RECORDS TO PROCESS:

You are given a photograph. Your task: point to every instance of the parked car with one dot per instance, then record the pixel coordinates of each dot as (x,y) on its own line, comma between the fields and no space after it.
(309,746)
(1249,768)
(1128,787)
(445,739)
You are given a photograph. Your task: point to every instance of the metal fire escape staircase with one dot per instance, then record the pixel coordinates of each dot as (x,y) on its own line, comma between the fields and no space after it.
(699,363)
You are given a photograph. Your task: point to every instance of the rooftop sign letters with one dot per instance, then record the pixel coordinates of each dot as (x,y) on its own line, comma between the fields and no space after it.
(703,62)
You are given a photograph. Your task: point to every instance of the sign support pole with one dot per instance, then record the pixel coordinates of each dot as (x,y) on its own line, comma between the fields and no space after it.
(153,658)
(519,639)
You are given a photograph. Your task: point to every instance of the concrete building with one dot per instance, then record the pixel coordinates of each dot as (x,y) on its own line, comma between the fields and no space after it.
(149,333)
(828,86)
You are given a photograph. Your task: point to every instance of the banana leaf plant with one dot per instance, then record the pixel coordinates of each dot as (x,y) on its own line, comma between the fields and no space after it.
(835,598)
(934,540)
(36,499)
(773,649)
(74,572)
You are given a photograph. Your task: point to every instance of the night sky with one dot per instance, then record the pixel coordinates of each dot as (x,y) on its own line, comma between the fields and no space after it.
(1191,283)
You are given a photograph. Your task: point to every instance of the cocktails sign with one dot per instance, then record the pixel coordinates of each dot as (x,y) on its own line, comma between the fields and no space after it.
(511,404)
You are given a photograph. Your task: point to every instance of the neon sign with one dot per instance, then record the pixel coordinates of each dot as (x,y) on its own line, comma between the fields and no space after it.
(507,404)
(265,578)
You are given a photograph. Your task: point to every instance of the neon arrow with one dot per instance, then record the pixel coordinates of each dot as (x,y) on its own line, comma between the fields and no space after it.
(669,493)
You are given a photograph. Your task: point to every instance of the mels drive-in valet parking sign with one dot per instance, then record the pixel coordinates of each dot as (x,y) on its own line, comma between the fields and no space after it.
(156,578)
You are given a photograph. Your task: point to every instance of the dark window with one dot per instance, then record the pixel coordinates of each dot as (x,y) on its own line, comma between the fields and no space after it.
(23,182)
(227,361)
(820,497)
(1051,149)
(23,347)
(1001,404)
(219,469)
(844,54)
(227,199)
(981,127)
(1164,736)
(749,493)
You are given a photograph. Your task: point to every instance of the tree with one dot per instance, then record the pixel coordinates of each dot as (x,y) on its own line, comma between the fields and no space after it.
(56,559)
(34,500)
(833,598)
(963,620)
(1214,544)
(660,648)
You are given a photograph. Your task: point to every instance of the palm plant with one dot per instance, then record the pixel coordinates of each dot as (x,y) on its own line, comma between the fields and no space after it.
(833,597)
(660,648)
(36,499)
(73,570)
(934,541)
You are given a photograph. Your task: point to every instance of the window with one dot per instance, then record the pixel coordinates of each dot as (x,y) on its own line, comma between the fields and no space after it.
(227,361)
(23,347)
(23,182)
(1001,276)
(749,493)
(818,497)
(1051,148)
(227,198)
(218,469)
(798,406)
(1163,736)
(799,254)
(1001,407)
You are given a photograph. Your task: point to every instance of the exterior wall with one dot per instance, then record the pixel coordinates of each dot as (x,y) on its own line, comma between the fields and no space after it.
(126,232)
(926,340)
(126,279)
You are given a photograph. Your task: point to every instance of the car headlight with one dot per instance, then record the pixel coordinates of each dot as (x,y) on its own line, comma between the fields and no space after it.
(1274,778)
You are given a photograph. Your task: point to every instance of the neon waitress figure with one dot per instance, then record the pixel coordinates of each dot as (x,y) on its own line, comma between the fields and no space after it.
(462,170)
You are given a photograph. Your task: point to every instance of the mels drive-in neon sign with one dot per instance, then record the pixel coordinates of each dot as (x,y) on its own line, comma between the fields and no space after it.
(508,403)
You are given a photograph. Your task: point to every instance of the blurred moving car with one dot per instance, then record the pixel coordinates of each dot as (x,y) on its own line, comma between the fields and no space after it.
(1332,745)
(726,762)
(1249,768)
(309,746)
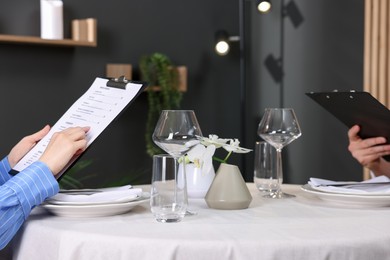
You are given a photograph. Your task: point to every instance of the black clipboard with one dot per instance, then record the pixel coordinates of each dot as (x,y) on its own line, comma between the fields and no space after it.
(119,83)
(357,108)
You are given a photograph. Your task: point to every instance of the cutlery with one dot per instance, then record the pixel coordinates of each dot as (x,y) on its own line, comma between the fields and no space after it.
(347,184)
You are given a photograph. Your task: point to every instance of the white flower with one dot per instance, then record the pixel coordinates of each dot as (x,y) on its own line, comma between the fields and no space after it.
(202,156)
(234,147)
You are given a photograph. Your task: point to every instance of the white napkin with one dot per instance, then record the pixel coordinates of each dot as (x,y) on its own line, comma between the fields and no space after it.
(316,183)
(106,195)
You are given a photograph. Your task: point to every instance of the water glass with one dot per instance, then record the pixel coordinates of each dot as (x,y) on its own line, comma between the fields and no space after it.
(168,200)
(265,174)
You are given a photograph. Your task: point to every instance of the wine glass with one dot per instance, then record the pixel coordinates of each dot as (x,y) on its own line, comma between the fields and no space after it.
(279,127)
(176,132)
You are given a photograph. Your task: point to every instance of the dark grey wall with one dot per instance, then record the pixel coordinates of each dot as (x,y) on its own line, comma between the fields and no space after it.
(324,53)
(40,82)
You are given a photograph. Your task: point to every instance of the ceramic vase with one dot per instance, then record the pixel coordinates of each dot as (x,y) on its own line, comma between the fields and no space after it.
(228,190)
(198,183)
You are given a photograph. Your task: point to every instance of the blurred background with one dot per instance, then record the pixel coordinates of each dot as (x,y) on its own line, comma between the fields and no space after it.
(277,60)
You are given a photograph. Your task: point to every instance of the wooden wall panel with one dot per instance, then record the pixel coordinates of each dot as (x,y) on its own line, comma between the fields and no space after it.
(376,52)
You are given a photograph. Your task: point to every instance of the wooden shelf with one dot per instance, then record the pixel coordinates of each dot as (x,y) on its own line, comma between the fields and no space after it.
(39,41)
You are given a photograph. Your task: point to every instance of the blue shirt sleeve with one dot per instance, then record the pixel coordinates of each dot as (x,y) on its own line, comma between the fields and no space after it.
(20,194)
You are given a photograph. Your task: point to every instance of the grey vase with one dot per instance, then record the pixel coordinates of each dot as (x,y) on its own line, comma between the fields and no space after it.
(228,189)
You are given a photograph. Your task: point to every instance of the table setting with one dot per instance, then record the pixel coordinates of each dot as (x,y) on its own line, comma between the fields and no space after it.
(233,219)
(84,203)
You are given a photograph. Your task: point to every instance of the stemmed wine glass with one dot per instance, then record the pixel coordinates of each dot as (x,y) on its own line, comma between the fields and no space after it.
(279,127)
(176,132)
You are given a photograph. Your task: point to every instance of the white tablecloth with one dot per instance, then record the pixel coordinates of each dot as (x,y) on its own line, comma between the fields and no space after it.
(299,228)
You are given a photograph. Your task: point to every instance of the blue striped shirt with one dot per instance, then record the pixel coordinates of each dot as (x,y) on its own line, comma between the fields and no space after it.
(19,194)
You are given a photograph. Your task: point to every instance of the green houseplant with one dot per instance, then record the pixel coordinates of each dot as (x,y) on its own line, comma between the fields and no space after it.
(163,91)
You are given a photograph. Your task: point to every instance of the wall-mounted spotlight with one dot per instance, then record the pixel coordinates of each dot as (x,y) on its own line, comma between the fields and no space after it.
(223,41)
(291,10)
(274,67)
(264,6)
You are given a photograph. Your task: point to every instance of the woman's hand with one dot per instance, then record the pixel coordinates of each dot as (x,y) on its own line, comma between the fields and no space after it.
(63,146)
(368,152)
(25,145)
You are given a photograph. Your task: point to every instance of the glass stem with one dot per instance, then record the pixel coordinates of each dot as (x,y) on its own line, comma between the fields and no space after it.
(279,170)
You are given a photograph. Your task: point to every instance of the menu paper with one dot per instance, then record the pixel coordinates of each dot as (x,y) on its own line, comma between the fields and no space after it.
(96,108)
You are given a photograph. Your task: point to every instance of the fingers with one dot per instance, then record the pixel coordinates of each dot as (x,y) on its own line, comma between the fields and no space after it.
(63,146)
(353,133)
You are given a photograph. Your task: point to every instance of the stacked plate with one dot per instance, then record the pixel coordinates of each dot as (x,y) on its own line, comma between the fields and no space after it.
(372,193)
(95,202)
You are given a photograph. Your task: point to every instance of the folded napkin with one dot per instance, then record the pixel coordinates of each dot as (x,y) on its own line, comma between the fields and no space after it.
(105,195)
(374,186)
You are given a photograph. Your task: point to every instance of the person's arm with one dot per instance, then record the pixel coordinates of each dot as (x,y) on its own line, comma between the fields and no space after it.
(369,152)
(20,194)
(4,170)
(30,187)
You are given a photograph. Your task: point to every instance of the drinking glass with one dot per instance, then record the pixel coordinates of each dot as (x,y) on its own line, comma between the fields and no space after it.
(279,127)
(265,177)
(168,196)
(176,132)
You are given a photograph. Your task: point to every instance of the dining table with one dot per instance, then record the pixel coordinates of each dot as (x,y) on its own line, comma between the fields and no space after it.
(303,227)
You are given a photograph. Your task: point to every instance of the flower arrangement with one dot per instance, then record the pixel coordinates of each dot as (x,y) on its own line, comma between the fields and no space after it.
(202,153)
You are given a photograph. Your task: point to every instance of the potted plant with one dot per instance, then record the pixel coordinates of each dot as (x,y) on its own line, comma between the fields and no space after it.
(163,91)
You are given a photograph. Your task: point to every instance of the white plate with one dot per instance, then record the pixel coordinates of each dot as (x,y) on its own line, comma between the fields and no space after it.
(350,191)
(349,200)
(87,211)
(76,203)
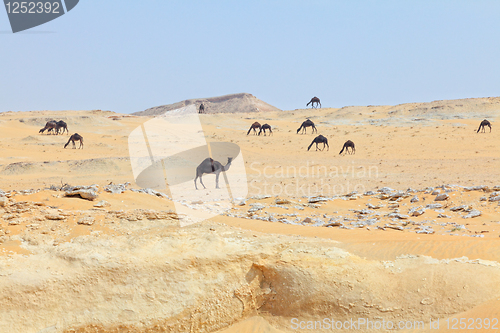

STATED TASK: List every line in the entries above that contains the word "wine", treating uppercase and lowercase letters as distinct.

THE SOLUTION:
You are given a photograph. Your task: point to every instance of the wine glass with one dot per instance, then record the pixel coordinates of each dot as (x,y) on its own line, comma between the fields and no space after it.
You are given a photograph. Your task: point to every instance of the stemmed wine glass with one dot per instance, then record the pixel coordinates of each dot as (x,y) on its own line, comma between the fields and no space after it.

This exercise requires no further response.